Can you reproduce every one of the records below verbatim, line for line?

DATASET RECORDS
■ ■ ■ ■ ■ ■ ■
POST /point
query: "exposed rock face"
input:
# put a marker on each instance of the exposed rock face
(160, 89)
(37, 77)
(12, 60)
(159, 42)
■ ■ ■ ■ ■ ■ ■
WORKED ANSWER
POST /point
query: "exposed rock face"
input:
# put a marker on each instance of the exposed rock face
(160, 89)
(37, 77)
(12, 60)
(159, 42)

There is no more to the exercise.